Things to do:
**1.** Copy the passage of the article on Tony Parker's retirement from "Parker has been" to "on community supervision." without changing anything.
**2.** Answer these questions using the article on Tony Parker's retirement:
(a) In what year did former Gov. Bill Haslam appoint Parker?
(b) How many of the executions since 2018 were carried out in the electric chair?
(c) How many employees does the department include?

On Tuesday, the Tennessee Department of Correction announced the retirement of Commissioner Tony Parker, who was appointed by former Gov. Bill Haslam in 2016 and reappointed by Gov. Bill Lee in 2019.

Parker has been with the department for 38 years. He began as a corrections officer and climbed the ranks to positions including assistant commissioner, correctional administrator and warden.

The department includes more than 6,000 employees and oversees more than 20,000 incarcerated individuals and 70,000 people on community supervision.

Parker, who is currently president of the American Correctional Association, said he plans "to return to West Tennessee and catch up on spending quality time with my family and friends."

During Parker's tenure, the department faced multiple tough audits about its facilities and those run by private prison operator CoreCivic, identifying issues that ranged from problems with its data about inmate incidents and deaths behind bars to its methods of investigating sexual assault and harassment allegations.

His department oversaw seven executions since 2018 — five in the electric chair, two by lethal injection — resuming a pause in putting inmates to death that had stretched back to 2009. The most recent was in February 2020, followed by delays to other scheduled executions due to COVID-19.

Parker also pushed for new pay raises and bonuses for correctional officers whose compensation lagged behind nationally, helped create day reporting centers as an alternative to incarceration and backed a change in state law that makes it a felony for inmates to have a cellphone while in prison.

Lee said Parker "played a pivotal role in efforts to enhance public safety and improve Tennessee's criminal justice system" for nearly four decades.

The department did not specify exactly when Parker will leave his post.

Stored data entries
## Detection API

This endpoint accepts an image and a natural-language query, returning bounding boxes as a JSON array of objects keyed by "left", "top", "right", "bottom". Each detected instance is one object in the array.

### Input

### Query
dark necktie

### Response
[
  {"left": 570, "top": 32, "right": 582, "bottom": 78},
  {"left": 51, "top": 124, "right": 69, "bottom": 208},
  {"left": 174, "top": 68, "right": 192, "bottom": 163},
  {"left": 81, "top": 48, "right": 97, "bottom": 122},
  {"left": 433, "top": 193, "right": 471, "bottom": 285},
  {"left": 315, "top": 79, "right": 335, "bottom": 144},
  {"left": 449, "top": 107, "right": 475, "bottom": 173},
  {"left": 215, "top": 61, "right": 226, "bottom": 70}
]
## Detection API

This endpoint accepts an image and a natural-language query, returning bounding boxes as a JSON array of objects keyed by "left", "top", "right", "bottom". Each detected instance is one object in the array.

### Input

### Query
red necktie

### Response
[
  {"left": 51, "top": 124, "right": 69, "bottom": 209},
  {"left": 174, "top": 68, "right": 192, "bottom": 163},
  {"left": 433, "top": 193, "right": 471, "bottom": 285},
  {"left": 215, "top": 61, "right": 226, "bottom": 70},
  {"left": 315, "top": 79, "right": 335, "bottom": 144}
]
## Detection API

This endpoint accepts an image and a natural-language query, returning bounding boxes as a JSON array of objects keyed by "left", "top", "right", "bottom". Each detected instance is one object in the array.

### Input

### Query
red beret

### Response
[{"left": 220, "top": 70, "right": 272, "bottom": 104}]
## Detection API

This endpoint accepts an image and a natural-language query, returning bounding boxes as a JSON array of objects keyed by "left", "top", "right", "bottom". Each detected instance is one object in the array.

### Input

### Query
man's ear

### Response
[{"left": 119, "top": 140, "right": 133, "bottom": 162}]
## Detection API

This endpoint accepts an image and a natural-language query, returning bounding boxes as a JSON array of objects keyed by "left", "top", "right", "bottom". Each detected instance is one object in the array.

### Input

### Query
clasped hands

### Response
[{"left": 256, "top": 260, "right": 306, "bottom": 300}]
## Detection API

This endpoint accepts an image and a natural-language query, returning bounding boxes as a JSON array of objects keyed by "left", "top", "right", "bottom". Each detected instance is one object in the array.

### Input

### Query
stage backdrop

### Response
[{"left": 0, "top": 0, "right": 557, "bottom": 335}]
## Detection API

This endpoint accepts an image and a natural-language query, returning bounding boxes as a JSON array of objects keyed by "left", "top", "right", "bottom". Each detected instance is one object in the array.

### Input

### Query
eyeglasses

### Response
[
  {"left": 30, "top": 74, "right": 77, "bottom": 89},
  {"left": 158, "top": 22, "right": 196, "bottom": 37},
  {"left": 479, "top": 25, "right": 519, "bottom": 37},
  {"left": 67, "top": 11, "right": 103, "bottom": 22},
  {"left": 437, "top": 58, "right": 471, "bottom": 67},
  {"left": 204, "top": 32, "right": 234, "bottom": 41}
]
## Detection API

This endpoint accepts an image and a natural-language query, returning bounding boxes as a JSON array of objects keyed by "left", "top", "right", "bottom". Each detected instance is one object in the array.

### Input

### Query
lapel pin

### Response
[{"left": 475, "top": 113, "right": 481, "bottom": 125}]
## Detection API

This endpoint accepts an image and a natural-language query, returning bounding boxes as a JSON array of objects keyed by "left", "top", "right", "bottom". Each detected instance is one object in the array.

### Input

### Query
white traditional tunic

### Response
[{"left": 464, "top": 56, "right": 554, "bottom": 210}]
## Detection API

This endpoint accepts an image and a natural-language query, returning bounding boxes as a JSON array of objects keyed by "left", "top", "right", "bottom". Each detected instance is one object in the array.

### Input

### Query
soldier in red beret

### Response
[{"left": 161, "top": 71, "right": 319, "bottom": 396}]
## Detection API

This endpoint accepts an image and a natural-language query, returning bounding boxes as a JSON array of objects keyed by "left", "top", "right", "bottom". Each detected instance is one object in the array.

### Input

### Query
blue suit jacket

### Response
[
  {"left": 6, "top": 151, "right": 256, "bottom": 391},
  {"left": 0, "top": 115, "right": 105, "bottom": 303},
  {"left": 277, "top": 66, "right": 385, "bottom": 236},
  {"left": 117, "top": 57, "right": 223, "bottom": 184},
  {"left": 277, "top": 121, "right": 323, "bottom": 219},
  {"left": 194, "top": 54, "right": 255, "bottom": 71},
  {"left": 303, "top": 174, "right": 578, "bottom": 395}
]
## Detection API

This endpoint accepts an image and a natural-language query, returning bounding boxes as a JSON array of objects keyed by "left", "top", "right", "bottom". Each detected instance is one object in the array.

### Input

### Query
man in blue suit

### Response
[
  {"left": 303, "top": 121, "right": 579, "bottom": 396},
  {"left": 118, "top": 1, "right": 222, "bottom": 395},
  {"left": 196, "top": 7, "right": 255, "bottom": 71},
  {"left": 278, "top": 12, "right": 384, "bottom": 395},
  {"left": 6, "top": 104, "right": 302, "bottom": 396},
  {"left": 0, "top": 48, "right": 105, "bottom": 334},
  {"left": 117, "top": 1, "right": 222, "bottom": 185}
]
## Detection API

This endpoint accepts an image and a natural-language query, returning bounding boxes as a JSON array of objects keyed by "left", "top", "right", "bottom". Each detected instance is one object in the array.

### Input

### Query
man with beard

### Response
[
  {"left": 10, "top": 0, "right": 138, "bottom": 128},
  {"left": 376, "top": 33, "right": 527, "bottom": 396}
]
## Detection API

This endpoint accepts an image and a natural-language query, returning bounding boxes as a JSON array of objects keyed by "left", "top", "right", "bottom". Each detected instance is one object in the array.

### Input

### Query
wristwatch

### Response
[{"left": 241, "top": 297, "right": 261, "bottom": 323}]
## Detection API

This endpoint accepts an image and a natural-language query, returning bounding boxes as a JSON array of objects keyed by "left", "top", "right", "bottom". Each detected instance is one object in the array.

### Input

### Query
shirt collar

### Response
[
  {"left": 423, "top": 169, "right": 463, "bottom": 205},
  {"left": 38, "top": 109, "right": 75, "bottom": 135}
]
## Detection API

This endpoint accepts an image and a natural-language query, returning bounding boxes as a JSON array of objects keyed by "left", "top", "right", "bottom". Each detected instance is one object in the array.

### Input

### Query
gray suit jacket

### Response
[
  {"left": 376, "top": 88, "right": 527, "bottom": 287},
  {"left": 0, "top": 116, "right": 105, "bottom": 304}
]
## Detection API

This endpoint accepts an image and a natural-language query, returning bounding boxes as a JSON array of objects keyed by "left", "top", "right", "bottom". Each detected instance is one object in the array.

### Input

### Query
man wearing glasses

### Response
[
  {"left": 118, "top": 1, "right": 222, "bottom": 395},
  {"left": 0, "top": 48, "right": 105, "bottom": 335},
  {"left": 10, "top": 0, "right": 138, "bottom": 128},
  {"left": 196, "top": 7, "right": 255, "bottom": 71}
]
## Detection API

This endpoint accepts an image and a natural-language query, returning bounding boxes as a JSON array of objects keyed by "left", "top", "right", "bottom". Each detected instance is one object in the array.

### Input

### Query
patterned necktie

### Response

Task-by-task solutions:
**1.**
Parker has been with the department for 38 years. He began as a corrections officer and climbed the ranks to positions including assistant commissioner, correctional administrator and warden.

The department includes more than 6,000 employees and oversees more than 20,000 incarcerated individuals and 70,000 people on community supervision.

**2.**
(a) 2016
(b) Five
(c) More than 6,000